Task to carry out:
Give back each line below verbatim.

::::::

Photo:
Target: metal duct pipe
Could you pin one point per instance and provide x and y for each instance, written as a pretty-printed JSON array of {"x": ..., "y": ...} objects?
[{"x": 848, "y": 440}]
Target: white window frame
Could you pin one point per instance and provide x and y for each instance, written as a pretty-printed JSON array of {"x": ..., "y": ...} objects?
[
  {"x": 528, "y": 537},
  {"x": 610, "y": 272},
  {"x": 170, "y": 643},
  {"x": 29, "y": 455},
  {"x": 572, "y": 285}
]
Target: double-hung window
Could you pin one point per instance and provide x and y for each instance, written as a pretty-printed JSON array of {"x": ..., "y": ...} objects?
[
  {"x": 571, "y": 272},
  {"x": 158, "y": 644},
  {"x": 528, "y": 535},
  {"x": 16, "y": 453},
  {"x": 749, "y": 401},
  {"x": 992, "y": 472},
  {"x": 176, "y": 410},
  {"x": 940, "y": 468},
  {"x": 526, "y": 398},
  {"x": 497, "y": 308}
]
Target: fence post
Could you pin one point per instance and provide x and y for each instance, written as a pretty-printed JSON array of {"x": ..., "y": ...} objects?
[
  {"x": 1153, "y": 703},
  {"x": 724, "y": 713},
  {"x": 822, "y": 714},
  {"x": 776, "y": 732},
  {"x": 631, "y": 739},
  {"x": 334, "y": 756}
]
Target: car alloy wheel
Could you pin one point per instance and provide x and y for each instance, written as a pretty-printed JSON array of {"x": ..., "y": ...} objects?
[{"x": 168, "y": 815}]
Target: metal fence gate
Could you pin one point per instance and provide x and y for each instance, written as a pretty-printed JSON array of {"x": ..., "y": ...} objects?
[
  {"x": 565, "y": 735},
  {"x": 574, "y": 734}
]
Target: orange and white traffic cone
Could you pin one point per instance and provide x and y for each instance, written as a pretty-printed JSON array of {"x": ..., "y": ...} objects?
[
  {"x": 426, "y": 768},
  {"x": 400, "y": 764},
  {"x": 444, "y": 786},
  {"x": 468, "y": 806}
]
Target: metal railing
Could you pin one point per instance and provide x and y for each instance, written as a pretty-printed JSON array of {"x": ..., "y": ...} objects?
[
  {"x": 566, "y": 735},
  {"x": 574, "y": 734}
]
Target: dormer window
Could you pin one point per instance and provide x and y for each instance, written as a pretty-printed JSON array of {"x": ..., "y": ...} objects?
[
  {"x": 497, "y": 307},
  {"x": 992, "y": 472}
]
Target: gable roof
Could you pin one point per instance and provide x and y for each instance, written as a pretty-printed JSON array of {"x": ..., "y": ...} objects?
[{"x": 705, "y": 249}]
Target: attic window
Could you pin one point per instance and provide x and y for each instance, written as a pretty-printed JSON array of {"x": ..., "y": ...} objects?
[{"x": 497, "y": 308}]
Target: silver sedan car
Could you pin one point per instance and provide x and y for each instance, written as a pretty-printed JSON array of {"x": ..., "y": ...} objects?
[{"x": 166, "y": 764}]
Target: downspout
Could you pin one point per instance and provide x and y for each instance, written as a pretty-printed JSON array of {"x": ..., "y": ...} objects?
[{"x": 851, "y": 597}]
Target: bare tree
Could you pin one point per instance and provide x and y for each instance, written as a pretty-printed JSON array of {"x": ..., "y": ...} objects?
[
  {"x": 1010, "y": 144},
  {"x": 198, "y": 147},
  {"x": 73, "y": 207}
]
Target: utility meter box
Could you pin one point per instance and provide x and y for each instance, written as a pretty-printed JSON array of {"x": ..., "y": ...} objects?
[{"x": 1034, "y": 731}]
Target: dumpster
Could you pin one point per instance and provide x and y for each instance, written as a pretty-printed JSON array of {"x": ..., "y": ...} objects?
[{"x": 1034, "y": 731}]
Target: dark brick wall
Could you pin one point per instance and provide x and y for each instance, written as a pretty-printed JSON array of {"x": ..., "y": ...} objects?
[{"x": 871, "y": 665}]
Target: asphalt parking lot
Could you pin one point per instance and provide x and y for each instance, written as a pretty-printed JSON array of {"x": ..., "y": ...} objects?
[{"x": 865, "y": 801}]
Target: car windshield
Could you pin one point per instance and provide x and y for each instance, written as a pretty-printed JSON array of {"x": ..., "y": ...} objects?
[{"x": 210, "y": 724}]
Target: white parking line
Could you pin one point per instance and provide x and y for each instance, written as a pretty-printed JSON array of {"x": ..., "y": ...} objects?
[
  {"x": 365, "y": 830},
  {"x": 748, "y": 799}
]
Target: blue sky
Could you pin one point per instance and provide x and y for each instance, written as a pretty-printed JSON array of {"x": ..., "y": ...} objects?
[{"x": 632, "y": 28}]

::::::

Answer space:
Photo:
Target: metal duct pipe
Could you pin one point per instance and provide x and y for each instance, written as a pretty-printed JSON array of {"x": ..., "y": ...} objects?
[{"x": 848, "y": 440}]
Target: white window frame
Could you pin one point per instance and provide x and y for each instance, written as a pretty-printed JSON array of {"x": ..., "y": ...} objects?
[
  {"x": 528, "y": 537},
  {"x": 610, "y": 272},
  {"x": 170, "y": 643},
  {"x": 29, "y": 455},
  {"x": 572, "y": 285}
]
Target: double-hung window
Could you pin one point per instance and provide x and y for each instance, written as a pretty-printed JSON array of {"x": ..., "y": ...} objects?
[
  {"x": 571, "y": 272},
  {"x": 158, "y": 644},
  {"x": 528, "y": 535},
  {"x": 16, "y": 453},
  {"x": 749, "y": 401},
  {"x": 992, "y": 472},
  {"x": 176, "y": 410},
  {"x": 940, "y": 468},
  {"x": 526, "y": 398},
  {"x": 497, "y": 308}
]
Target: fence post
Could you pin one point per instance and provide x and y for each instance, written as a pretty-printed JSON array of {"x": ..., "y": ...} objects?
[
  {"x": 1153, "y": 703},
  {"x": 724, "y": 713},
  {"x": 822, "y": 714},
  {"x": 776, "y": 732},
  {"x": 631, "y": 739},
  {"x": 334, "y": 756}
]
Target: car alloy wheel
Could you pin one point per instance and provide x and y for each instance, written as a pretty-printed JSON array of {"x": ..., "y": ...} objects?
[{"x": 168, "y": 815}]
Target: metal fence gate
Could you pin one point per instance and provide x and y for each instance, written as a pretty-printed JSON array of {"x": ..., "y": ...} objects?
[
  {"x": 565, "y": 735},
  {"x": 574, "y": 734}
]
Target: orange and white traffic cone
Could you pin one point per instance and provide x and y for each instance, written as a pretty-printed JSON array of {"x": ..., "y": ...} objects?
[
  {"x": 426, "y": 768},
  {"x": 400, "y": 764},
  {"x": 444, "y": 786},
  {"x": 468, "y": 806}
]
Target: metal railing
Could you pin one point per instance and provide x and y for each instance, written as a pretty-printed JSON array of {"x": ..., "y": ...} objects?
[
  {"x": 566, "y": 735},
  {"x": 574, "y": 734}
]
Target: dormer window
Could you pin one point per instance and provide x and y for each instance, written as a pretty-printed JSON array of {"x": ..., "y": ...} objects?
[
  {"x": 497, "y": 307},
  {"x": 992, "y": 472}
]
Target: gable roof
Could you pin one point per instance and provide x and y for each instance, written as a pretty-printed JSON array of {"x": ..., "y": ...} objects?
[{"x": 705, "y": 249}]
Target: attic window
Could you pin one point per instance and provide x and y for each instance, written as a pretty-printed JSON array of {"x": ..., "y": ...} objects?
[{"x": 497, "y": 308}]
Target: silver sedan car
Could you pin one point per instance and provide x and y for each instance, written as a pretty-printed JSON array of {"x": ..., "y": ...} objects?
[{"x": 166, "y": 764}]
Target: downspout
Could you pin one point per instance and provide x and y for each instance, written as a pretty-printed JSON array of {"x": ..., "y": ...} objects?
[{"x": 851, "y": 597}]
Target: bare tree
Could you pin one point per instance and provide x and y for each instance, written as a pretty-printed JSON array of {"x": ..., "y": ...} objects?
[
  {"x": 1010, "y": 144},
  {"x": 198, "y": 147},
  {"x": 73, "y": 207}
]
Target: utility meter box
Could you pin one point per instance and provide x and y for each instance, written as a pretty-printed JSON array of {"x": ..., "y": ...} objects?
[{"x": 1034, "y": 731}]
Target: dumpster
Could you pin one point per instance and provide x and y for each instance, written as a pretty-printed JSON array of {"x": ..., "y": ...} objects?
[{"x": 1034, "y": 731}]
Target: dark brick wall
Could you pin one point per instance and provide x and y for each instance, written as a pretty-printed JSON array of {"x": ..., "y": ...} objects?
[{"x": 871, "y": 665}]
Target: asphalt parking lot
Could you pin one point per instance and provide x and y for each instance, written as a pretty-printed JSON array of {"x": ..., "y": ...} objects?
[{"x": 865, "y": 801}]
Target: car windshield
Could you pin one point per instance and provide x and y for each instance, written as a pretty-printed JSON array of {"x": ..., "y": ...} objects?
[{"x": 210, "y": 724}]
Target: white parking line
Could you pin one point per instance and provide x and y for each instance, written as a pretty-printed JSON array of {"x": ..., "y": ...} objects?
[
  {"x": 365, "y": 830},
  {"x": 748, "y": 799}
]
Target: blue sky
Could you pin one point per instance and provide x and y for each instance, written as a pretty-printed JSON array of {"x": ..., "y": ...} objects?
[{"x": 632, "y": 28}]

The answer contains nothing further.